------ DATA FOR PROCESSING

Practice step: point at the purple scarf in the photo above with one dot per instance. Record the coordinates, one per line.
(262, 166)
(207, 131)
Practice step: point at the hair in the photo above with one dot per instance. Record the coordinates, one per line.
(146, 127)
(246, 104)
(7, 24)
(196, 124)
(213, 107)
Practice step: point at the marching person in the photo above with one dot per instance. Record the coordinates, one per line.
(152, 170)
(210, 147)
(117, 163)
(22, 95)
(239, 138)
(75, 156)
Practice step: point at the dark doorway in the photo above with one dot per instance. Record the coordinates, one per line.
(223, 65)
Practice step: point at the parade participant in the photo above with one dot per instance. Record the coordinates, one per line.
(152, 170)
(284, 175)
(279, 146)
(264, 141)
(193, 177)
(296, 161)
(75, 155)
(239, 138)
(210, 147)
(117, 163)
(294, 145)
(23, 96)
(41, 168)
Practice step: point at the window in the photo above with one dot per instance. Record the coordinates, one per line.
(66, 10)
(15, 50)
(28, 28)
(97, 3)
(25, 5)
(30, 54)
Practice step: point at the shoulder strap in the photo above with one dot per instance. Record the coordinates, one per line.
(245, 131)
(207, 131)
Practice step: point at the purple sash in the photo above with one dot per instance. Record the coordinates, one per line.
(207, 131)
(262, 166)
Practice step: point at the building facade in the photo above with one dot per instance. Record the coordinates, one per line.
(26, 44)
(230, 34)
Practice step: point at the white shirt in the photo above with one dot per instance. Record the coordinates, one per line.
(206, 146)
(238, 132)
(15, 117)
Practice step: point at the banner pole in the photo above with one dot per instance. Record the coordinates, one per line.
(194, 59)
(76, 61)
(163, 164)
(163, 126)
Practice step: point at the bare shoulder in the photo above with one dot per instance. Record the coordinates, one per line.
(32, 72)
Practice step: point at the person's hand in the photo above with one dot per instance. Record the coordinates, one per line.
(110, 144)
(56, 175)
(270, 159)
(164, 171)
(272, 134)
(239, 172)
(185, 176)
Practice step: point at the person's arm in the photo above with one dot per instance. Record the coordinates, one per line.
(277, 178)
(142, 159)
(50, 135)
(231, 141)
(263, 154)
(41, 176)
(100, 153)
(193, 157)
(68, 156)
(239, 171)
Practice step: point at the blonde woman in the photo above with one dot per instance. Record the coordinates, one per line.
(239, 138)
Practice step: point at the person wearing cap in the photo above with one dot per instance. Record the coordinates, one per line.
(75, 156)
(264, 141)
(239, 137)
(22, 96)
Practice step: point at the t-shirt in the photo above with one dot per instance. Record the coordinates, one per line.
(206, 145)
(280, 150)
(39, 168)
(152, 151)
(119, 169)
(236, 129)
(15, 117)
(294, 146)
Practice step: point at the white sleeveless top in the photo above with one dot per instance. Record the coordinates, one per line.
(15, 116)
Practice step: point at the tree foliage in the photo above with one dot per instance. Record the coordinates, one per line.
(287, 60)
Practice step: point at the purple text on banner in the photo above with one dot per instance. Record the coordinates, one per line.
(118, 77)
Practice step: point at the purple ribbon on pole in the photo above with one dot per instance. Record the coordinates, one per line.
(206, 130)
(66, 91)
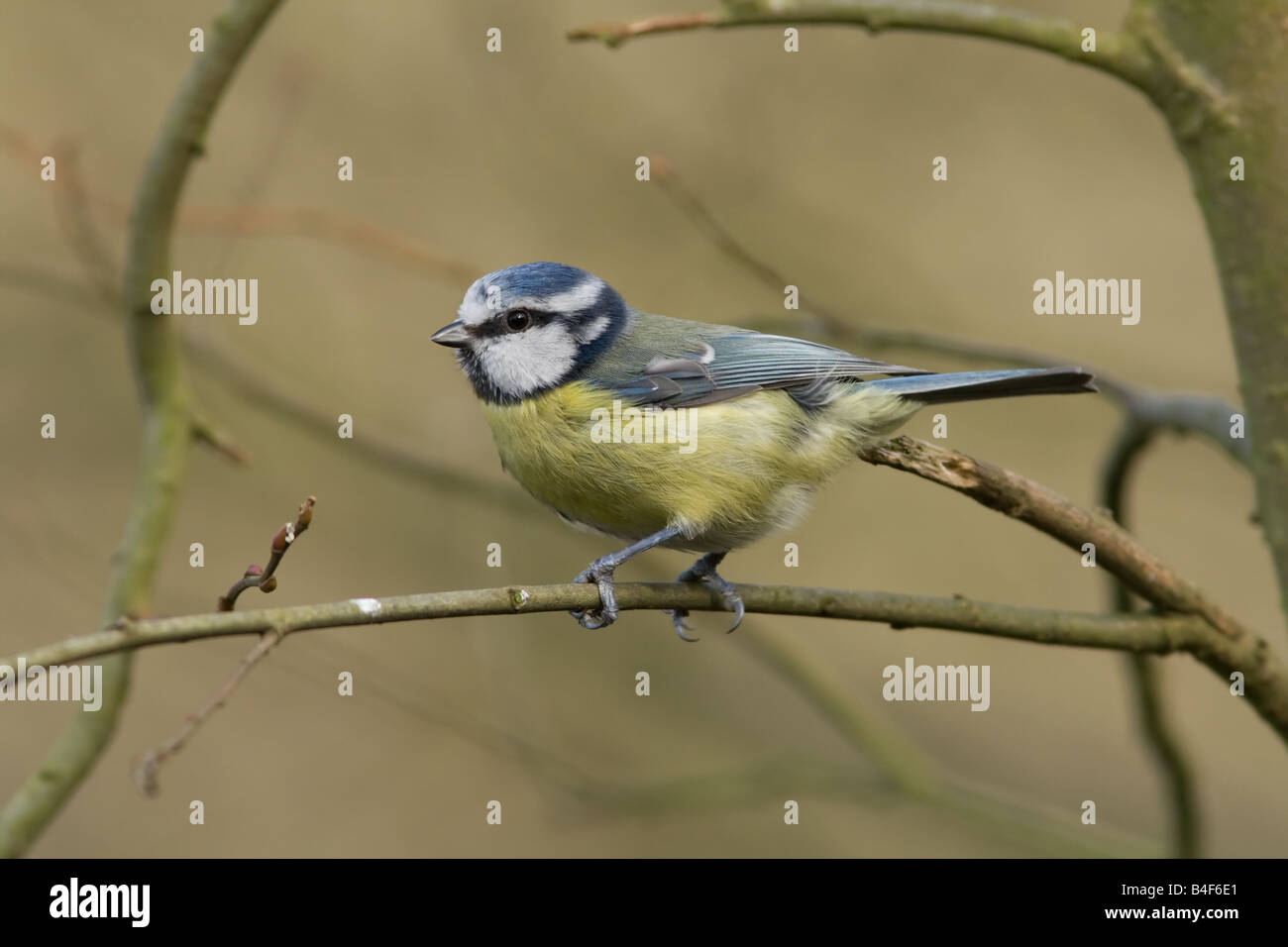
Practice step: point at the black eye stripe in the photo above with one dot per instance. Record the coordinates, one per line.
(496, 325)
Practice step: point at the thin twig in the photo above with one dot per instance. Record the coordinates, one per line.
(149, 766)
(1177, 774)
(263, 579)
(1133, 54)
(166, 414)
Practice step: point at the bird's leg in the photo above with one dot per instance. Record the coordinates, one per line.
(704, 571)
(600, 573)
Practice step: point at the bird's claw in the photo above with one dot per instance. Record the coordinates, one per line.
(703, 571)
(595, 618)
(678, 621)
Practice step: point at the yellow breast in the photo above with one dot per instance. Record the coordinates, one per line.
(724, 474)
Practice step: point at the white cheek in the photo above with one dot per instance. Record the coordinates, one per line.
(524, 363)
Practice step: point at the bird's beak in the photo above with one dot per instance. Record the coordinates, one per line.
(454, 335)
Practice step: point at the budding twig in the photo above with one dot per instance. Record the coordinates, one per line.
(262, 579)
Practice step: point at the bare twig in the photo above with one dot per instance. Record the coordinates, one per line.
(263, 579)
(1136, 434)
(1132, 54)
(166, 412)
(1147, 634)
(149, 766)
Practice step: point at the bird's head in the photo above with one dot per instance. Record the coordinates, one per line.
(527, 329)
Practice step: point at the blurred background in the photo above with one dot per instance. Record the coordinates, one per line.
(468, 161)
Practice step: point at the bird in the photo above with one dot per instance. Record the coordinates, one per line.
(742, 427)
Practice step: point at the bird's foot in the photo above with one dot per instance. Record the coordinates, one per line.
(704, 571)
(600, 573)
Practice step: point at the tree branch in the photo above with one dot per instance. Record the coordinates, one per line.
(1136, 434)
(1137, 633)
(1117, 53)
(166, 412)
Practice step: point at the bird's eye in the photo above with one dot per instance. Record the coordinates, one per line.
(518, 320)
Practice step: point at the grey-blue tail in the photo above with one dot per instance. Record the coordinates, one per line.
(977, 385)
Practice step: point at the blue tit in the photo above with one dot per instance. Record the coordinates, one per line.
(683, 434)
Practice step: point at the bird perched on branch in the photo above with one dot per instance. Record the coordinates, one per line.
(664, 432)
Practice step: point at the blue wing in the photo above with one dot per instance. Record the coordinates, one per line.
(741, 363)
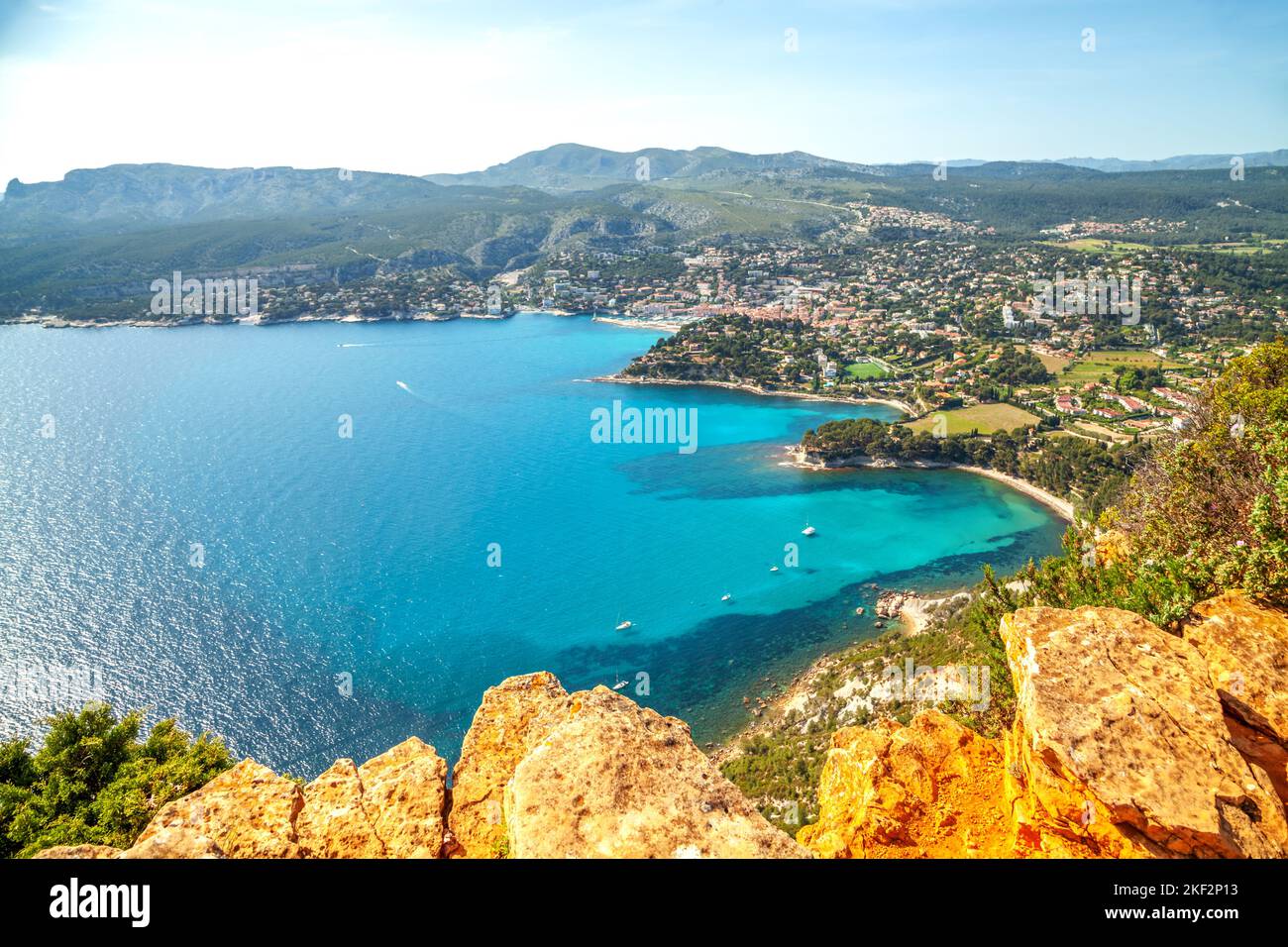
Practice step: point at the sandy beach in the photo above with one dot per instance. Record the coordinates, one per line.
(799, 458)
(755, 389)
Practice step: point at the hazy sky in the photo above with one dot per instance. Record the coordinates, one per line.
(446, 85)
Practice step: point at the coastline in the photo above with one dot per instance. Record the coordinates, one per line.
(800, 459)
(254, 321)
(755, 389)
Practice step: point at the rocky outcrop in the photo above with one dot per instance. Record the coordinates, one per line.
(390, 806)
(542, 775)
(545, 774)
(613, 780)
(931, 789)
(1120, 744)
(1245, 648)
(1126, 741)
(250, 812)
(513, 718)
(1120, 748)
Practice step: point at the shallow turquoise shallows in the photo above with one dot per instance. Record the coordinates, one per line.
(184, 528)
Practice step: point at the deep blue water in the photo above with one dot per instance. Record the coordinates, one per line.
(369, 556)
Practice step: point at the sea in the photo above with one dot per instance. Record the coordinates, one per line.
(320, 539)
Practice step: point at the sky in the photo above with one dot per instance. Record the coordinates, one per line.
(446, 85)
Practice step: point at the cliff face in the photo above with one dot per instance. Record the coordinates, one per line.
(542, 775)
(1127, 742)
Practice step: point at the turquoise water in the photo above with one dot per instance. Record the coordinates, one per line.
(369, 556)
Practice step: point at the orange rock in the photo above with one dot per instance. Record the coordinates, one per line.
(927, 789)
(613, 780)
(404, 791)
(1120, 746)
(249, 812)
(334, 822)
(1245, 648)
(513, 718)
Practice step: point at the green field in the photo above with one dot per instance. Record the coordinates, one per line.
(984, 419)
(1096, 364)
(1254, 245)
(1096, 245)
(1052, 364)
(1257, 245)
(864, 371)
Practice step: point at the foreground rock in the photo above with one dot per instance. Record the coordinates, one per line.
(542, 775)
(613, 780)
(390, 806)
(931, 789)
(1120, 744)
(550, 775)
(1245, 648)
(513, 718)
(1120, 748)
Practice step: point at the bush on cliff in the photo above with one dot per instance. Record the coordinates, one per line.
(1205, 513)
(93, 781)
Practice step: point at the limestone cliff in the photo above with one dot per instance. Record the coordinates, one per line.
(1125, 744)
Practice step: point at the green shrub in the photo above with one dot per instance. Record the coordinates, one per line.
(93, 781)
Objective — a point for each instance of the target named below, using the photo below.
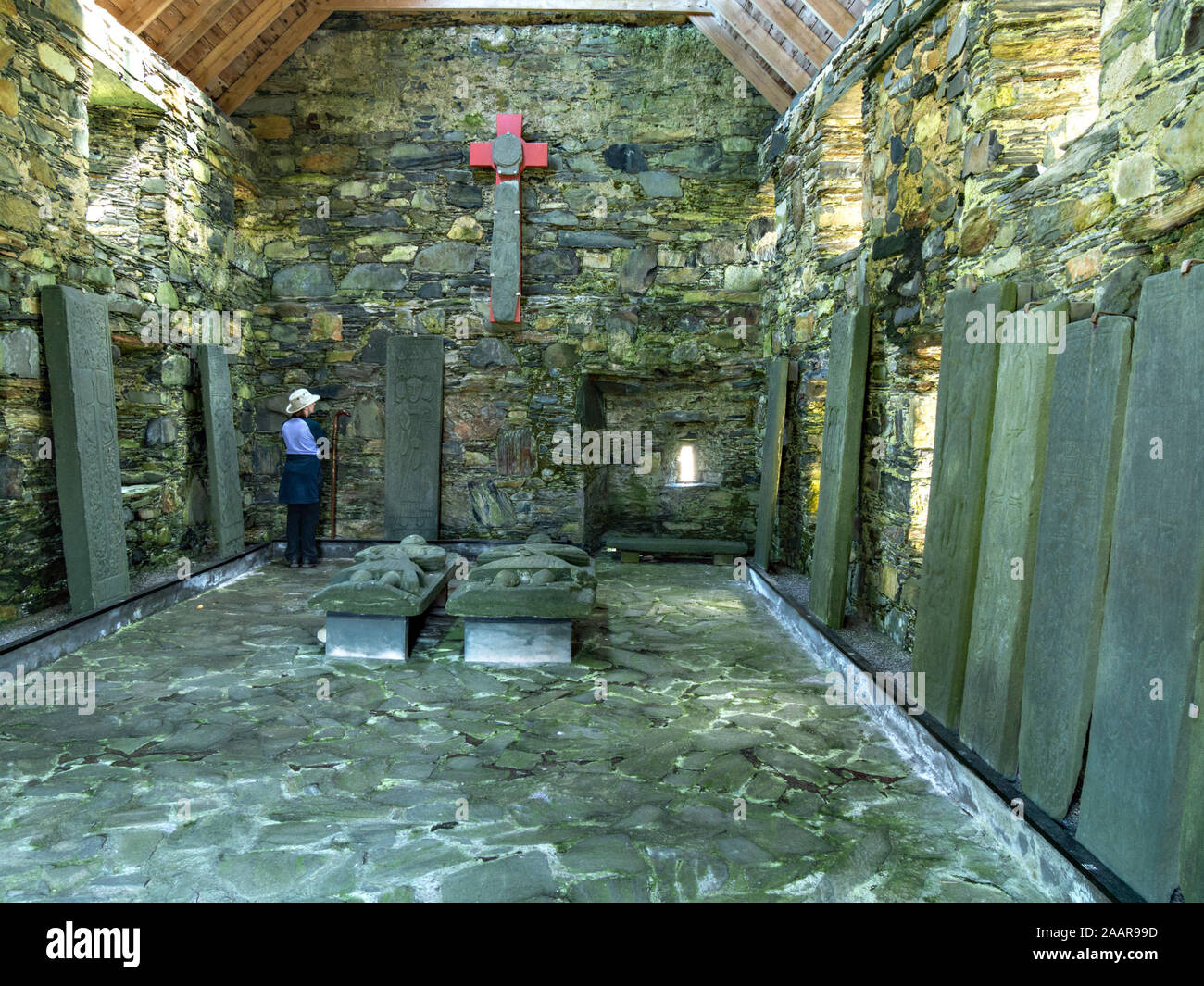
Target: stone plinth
(373, 607)
(518, 641)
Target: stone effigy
(1135, 789)
(371, 605)
(87, 462)
(995, 661)
(413, 435)
(225, 492)
(962, 444)
(1072, 537)
(519, 602)
(841, 464)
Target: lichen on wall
(117, 176)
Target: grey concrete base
(370, 636)
(518, 642)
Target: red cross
(508, 168)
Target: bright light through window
(685, 465)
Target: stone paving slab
(283, 774)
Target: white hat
(300, 399)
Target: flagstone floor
(216, 768)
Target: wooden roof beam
(790, 24)
(272, 58)
(832, 13)
(777, 95)
(236, 43)
(143, 13)
(759, 41)
(194, 27)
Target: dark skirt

------------

- EXERCISE INSTRUCTIONS -
Take the line that contains "Target: stone effigy" and each line after it through the end of the records, and repeat them all exactly. Nothing else.

- EXERCISE SOLUTION -
Target: stone effigy
(1135, 789)
(371, 605)
(87, 462)
(995, 661)
(413, 435)
(225, 492)
(962, 444)
(1072, 537)
(519, 602)
(841, 464)
Target: lichen on wall
(117, 176)
Target: grey concrete base
(370, 636)
(518, 642)
Target: red cross
(508, 168)
Target: bright light through window
(685, 465)
Target: stone paving slab
(283, 774)
Target: white hat
(300, 399)
Target: flagstone floor
(216, 768)
Target: wooden roof beam
(790, 24)
(272, 58)
(832, 13)
(777, 95)
(236, 43)
(143, 13)
(759, 41)
(194, 27)
Target: dark skirt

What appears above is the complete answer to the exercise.